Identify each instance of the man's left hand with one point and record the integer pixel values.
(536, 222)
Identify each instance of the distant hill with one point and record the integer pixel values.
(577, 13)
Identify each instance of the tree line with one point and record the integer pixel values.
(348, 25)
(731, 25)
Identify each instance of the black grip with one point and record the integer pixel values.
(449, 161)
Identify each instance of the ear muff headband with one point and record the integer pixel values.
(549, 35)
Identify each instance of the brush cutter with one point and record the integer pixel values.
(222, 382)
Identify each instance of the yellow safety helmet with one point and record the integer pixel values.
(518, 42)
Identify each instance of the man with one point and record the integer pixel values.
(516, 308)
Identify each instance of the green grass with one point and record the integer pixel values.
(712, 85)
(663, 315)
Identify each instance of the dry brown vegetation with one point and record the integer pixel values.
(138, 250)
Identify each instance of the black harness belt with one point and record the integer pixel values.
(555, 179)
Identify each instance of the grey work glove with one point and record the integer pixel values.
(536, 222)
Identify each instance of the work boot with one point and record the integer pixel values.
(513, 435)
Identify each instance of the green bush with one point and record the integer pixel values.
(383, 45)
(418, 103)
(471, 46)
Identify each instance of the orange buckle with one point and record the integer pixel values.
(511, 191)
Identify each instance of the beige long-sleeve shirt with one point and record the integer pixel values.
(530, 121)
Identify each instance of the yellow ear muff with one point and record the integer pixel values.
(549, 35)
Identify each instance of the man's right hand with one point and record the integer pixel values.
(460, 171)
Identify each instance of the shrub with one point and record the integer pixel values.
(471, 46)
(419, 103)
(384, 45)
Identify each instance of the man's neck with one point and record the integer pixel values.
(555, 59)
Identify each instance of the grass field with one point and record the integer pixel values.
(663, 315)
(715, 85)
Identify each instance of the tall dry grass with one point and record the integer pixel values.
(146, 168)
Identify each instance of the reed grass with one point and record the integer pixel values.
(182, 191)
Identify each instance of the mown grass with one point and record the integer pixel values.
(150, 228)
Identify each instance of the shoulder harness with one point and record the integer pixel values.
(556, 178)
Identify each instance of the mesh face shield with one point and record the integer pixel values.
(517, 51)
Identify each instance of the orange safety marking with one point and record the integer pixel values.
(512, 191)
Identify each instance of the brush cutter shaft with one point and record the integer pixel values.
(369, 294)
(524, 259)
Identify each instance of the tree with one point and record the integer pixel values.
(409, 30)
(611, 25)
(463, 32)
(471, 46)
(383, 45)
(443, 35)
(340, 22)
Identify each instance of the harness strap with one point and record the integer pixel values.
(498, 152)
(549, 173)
* * *
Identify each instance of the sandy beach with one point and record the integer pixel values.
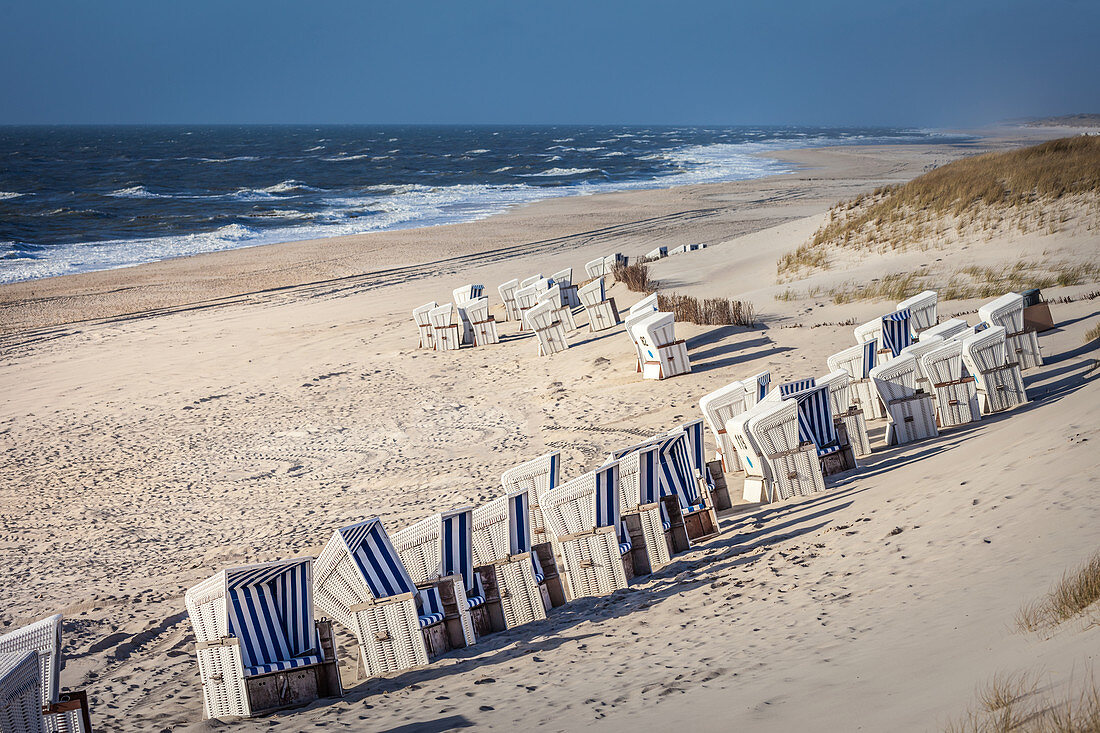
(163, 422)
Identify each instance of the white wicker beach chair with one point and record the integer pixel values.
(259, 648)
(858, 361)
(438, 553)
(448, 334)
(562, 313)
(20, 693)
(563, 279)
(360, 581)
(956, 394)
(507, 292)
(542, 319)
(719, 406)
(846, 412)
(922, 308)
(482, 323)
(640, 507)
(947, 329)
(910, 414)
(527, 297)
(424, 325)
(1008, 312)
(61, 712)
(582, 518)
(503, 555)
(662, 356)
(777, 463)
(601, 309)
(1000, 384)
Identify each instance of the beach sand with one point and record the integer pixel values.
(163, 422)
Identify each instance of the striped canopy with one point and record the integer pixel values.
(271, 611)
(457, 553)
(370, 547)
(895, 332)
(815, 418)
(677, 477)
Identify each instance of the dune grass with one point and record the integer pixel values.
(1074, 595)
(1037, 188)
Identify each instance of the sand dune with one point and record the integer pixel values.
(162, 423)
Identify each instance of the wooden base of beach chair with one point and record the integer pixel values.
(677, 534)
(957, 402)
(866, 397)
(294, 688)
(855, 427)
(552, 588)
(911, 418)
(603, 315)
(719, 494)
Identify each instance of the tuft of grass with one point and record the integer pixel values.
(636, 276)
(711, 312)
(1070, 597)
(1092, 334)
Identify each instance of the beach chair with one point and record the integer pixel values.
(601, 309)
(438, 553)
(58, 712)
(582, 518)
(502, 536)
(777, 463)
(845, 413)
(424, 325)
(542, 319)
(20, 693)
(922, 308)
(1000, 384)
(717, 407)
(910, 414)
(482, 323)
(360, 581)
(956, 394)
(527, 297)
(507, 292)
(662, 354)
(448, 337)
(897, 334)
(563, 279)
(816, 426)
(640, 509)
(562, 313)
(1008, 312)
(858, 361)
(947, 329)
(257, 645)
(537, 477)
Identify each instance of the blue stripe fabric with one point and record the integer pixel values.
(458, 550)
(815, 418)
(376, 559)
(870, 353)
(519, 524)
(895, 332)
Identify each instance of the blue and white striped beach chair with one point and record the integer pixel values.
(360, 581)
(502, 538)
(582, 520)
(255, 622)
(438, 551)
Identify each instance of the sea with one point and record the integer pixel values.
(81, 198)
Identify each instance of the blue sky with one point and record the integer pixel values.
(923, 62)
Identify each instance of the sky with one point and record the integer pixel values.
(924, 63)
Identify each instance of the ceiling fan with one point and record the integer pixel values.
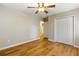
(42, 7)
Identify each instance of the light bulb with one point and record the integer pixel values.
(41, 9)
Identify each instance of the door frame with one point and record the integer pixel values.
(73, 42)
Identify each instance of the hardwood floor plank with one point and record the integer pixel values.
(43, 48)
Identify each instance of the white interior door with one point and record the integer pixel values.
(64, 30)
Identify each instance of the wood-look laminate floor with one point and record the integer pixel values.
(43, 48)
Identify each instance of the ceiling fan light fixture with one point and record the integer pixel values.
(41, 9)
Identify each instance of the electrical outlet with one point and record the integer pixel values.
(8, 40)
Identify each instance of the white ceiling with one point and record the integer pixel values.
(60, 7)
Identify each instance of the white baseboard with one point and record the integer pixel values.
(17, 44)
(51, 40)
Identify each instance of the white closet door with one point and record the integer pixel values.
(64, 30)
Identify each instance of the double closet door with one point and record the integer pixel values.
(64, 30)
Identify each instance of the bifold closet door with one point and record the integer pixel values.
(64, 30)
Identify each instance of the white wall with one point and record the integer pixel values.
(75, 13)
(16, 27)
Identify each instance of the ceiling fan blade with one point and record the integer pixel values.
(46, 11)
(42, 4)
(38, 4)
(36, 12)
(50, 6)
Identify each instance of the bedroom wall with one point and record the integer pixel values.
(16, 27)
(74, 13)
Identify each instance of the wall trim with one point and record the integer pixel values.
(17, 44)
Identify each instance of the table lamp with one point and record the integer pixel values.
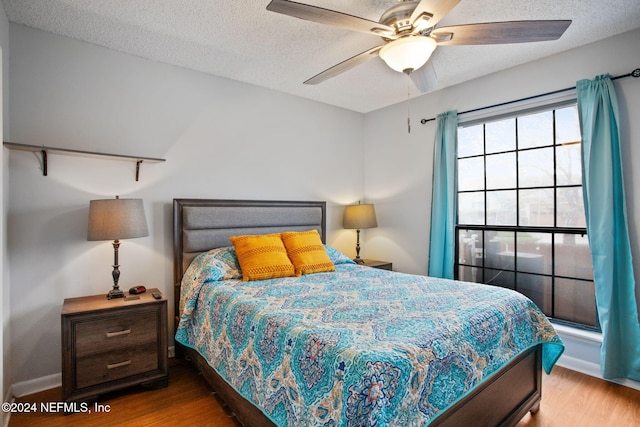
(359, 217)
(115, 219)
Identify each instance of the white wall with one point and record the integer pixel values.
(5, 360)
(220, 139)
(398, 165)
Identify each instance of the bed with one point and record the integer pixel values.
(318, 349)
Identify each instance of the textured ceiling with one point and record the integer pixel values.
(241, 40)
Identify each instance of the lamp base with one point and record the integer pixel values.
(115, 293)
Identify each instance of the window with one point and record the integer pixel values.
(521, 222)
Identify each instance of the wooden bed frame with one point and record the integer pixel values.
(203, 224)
* * *
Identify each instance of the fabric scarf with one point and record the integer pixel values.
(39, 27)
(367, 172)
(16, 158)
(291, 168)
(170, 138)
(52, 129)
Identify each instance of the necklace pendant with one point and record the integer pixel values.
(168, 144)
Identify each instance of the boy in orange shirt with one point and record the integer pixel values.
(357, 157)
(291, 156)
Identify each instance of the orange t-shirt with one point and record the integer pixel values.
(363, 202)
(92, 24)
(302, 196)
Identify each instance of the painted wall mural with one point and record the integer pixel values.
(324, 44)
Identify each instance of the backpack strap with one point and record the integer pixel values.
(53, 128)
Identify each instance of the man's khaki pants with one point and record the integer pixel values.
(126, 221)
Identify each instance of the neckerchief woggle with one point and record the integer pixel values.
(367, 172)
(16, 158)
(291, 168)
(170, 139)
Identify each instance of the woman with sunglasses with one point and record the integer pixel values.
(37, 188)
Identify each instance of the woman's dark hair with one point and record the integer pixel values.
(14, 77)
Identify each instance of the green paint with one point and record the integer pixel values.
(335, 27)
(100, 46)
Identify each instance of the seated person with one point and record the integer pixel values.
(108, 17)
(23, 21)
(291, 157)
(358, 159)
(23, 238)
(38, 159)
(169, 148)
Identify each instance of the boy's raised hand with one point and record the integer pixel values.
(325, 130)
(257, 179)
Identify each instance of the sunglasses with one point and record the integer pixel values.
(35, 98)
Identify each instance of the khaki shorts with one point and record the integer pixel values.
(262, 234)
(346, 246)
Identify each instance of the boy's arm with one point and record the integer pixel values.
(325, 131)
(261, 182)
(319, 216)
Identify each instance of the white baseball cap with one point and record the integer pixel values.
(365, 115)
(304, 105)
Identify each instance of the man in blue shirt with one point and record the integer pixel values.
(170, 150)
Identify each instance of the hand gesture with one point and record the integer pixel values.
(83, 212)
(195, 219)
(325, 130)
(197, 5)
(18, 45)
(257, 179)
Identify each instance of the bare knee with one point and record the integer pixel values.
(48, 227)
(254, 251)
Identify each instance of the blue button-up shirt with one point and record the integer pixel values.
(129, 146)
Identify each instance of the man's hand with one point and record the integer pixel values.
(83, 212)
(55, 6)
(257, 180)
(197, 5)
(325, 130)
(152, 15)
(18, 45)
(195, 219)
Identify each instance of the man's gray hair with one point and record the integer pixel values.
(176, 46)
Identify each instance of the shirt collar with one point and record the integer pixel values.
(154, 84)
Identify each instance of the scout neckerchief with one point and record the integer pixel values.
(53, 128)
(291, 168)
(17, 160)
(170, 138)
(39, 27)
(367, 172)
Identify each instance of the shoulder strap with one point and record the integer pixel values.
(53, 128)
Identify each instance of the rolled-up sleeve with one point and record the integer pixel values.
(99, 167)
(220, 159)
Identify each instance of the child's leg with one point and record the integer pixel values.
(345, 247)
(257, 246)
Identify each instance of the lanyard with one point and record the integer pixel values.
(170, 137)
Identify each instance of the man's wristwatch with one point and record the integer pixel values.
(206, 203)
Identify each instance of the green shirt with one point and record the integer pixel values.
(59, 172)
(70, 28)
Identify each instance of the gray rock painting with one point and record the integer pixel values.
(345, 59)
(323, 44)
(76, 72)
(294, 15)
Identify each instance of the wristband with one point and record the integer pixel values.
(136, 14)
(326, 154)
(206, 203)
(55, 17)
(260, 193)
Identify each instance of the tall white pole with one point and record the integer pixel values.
* * *
→ WHAT YOU ARE ASKED TO DO
Please swap "integer" for "whole-number" in the lines running from the line with "Identify each instance of the wristband" up to and including the line with "Identify each instance of the tall white". Give back only those lines, with nothing else altered.

→ FULL ANSWER
Identify each instance of the wristband with one point and record the whole-number pixel values.
(136, 14)
(326, 154)
(206, 203)
(55, 17)
(260, 193)
Identify each instance of the tall white pole with one point and record the whole-number pixel values.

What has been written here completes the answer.